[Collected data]
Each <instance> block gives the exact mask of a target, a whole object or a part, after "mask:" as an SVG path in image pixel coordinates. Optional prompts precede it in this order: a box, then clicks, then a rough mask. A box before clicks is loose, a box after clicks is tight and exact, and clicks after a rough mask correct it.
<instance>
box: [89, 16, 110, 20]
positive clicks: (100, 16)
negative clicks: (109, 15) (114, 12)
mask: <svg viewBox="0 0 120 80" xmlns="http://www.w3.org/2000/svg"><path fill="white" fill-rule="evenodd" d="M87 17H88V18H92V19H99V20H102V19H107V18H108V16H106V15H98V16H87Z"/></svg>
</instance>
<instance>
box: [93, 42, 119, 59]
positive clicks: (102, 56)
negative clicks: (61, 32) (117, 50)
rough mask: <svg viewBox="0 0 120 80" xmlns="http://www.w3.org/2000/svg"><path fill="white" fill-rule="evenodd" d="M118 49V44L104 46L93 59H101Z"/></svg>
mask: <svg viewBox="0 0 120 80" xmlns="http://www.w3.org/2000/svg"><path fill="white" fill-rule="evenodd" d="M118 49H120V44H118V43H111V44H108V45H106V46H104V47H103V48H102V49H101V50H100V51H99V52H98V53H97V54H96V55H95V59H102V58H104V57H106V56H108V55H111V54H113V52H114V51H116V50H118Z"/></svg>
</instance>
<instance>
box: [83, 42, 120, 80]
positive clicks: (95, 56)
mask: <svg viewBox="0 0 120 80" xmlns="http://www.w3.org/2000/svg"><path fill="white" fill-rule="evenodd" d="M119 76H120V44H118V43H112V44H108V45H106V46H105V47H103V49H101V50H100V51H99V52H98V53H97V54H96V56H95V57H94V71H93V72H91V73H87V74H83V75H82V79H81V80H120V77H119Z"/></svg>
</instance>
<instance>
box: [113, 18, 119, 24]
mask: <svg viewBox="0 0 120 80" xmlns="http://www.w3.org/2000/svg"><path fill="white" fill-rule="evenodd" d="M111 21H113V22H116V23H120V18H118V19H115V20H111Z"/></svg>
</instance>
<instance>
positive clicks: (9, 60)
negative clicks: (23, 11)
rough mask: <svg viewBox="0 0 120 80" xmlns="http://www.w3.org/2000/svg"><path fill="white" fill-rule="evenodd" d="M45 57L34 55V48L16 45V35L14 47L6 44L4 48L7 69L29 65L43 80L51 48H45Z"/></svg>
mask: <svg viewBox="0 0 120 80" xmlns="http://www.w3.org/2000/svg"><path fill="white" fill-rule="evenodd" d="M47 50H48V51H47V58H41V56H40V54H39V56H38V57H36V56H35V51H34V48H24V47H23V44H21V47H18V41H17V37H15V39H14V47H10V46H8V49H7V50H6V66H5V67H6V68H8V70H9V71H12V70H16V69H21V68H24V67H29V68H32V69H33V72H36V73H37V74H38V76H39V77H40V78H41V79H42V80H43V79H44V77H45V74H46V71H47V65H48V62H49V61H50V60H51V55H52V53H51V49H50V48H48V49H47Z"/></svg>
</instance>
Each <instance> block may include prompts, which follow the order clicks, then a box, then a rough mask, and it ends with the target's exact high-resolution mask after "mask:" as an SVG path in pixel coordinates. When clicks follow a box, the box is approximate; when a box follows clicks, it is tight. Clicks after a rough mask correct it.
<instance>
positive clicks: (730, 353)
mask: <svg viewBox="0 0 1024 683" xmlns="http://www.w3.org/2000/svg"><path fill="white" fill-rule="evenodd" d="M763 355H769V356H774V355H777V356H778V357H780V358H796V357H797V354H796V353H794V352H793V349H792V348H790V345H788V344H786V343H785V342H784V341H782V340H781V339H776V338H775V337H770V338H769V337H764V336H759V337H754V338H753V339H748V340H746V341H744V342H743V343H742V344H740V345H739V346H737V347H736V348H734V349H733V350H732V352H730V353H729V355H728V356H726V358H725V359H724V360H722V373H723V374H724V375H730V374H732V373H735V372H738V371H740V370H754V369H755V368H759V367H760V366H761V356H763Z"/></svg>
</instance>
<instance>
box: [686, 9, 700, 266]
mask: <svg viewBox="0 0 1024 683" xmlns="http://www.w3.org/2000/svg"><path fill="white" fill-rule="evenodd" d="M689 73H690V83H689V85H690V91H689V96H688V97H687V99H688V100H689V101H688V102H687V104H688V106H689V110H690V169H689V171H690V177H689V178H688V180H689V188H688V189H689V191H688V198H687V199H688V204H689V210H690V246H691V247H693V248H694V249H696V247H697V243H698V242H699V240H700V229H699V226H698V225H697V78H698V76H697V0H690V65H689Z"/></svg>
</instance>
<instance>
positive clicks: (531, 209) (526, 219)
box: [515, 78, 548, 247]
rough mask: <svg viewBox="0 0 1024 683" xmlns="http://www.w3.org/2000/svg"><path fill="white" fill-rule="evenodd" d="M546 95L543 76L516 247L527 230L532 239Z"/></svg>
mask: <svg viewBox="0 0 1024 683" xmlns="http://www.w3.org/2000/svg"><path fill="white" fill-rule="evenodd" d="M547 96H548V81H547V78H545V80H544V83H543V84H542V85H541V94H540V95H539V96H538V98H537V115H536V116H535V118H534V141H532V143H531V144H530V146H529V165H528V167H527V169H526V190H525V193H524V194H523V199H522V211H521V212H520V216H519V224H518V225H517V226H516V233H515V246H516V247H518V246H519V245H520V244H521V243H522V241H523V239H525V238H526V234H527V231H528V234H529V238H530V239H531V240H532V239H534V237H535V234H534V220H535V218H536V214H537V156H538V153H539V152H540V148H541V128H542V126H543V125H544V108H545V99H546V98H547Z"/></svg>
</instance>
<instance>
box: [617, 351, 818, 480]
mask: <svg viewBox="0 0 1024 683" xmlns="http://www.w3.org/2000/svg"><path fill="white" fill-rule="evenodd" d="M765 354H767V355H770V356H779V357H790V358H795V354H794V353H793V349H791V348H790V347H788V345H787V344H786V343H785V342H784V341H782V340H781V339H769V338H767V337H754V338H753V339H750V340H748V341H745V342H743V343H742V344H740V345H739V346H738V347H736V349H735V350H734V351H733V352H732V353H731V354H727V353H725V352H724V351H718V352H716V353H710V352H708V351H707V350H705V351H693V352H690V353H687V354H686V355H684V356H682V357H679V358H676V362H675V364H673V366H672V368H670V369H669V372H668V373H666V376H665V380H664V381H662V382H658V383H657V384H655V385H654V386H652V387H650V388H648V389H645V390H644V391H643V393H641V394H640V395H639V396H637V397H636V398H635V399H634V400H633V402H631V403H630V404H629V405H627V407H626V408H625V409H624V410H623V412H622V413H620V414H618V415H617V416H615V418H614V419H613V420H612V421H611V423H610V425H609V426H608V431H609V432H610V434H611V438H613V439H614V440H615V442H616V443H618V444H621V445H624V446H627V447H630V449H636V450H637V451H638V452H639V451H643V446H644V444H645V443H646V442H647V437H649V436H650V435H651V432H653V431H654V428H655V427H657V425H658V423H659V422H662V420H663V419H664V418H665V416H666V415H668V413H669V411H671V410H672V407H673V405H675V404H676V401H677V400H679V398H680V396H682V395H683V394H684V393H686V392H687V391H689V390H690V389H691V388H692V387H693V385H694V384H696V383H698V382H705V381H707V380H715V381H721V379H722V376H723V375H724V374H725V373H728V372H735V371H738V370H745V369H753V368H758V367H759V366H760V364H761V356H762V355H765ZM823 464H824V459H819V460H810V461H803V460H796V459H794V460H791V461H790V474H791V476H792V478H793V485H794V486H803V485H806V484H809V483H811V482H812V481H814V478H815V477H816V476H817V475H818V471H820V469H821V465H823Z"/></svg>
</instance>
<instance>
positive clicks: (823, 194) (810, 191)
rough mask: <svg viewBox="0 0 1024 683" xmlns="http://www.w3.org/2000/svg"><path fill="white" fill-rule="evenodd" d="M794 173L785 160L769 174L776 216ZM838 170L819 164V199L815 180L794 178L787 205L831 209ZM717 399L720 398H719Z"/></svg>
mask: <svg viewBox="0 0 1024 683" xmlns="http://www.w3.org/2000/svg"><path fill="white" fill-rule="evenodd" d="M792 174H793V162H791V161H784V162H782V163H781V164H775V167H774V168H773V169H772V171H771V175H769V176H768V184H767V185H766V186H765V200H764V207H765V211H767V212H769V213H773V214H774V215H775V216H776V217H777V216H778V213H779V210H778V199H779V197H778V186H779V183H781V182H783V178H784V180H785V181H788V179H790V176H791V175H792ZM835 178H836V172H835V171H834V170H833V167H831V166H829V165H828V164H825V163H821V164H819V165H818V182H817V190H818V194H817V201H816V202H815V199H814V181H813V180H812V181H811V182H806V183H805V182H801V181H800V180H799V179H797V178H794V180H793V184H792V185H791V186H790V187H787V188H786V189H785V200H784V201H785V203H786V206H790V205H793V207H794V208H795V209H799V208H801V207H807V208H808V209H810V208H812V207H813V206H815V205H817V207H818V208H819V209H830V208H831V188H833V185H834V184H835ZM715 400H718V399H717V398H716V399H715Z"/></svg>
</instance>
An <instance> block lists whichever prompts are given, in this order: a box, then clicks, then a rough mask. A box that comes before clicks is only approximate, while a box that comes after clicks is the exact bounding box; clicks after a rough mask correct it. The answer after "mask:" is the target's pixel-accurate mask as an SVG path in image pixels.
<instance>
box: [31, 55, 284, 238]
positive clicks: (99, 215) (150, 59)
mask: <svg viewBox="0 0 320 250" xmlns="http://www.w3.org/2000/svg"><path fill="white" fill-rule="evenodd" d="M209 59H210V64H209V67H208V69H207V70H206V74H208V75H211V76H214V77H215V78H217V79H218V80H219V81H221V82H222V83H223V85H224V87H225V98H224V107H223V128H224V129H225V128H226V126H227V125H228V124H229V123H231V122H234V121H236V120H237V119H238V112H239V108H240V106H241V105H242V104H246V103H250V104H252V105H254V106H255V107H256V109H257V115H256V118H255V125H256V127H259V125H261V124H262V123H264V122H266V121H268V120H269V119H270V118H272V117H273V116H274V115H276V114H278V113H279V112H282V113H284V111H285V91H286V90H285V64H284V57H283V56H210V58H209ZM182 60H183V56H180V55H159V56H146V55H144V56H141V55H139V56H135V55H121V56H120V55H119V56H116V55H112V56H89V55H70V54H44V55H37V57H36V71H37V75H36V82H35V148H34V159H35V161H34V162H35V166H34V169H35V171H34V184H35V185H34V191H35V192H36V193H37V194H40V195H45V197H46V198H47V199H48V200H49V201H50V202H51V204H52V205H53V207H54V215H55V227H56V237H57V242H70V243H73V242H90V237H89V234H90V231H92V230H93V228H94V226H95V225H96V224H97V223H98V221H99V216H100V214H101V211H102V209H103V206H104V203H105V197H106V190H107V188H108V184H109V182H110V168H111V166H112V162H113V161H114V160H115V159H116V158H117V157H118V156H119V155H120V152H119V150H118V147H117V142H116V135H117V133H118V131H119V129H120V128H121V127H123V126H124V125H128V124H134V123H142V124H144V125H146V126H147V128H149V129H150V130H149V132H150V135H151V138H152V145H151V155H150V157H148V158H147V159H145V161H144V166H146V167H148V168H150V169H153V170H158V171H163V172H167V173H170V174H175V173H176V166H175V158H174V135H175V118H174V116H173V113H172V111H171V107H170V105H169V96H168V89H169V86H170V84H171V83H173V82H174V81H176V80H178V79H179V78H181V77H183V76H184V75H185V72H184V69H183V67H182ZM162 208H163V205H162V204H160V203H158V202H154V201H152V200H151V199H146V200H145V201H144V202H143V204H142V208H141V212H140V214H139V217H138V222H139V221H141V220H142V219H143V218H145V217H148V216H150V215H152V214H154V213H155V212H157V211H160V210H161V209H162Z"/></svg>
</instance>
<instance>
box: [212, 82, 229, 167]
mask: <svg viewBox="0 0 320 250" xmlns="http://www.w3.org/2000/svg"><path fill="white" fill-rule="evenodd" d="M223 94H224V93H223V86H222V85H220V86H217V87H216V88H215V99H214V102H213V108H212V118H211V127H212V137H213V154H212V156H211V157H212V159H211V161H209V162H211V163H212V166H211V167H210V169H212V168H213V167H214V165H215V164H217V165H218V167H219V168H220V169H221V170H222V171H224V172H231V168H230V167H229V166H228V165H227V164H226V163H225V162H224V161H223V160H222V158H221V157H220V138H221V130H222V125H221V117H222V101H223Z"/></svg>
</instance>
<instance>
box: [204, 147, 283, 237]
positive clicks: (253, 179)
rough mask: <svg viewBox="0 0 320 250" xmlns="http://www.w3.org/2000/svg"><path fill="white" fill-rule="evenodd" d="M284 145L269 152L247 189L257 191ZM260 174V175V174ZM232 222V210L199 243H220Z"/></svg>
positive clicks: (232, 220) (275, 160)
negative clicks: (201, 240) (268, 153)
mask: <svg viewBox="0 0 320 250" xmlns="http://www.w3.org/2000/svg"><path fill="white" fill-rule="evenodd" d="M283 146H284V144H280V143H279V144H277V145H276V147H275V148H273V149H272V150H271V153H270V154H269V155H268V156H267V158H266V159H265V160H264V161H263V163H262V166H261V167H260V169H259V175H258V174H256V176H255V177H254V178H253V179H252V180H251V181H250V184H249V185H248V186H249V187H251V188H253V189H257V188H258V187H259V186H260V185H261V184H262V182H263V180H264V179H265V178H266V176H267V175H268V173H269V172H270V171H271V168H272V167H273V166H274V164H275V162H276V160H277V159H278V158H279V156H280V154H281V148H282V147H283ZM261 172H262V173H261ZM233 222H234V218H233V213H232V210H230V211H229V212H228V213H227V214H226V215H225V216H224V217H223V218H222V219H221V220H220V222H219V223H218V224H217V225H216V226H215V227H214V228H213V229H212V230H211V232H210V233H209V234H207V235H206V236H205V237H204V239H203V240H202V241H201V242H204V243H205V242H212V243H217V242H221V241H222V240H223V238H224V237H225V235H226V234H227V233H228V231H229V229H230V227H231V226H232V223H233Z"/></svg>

THE TASK → Gather every line of the data above that contains the word "negative".

ANSWER BOX →
negative clicks: (109, 15) (114, 12)
negative clicks: (61, 32) (117, 50)
negative clicks: (23, 11)
negative clicks: (201, 240) (268, 153)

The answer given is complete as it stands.